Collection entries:
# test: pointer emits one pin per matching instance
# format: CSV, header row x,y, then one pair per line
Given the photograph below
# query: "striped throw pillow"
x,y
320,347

Task details: Reproduce each line of the collection entries above without any changes.

Task output:
# test: pointer emits one pin per matching instance
# format: CSV, header row x,y, then one pair per line
Given the photograph below
# query: "striped throw pillow"
x,y
320,347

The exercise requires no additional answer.